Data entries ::

[Start of section]

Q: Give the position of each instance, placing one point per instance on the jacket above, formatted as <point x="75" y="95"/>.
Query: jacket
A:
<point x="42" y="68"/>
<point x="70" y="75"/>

[End of section]

WHAT IS EXPECTED ::
Please return the data above exactly as given.

EXPECTED ANSWER ::
Q: Give the position of each instance, placing one point per instance on the jacket above, formatted as <point x="75" y="95"/>.
Query: jacket
A:
<point x="42" y="68"/>
<point x="70" y="75"/>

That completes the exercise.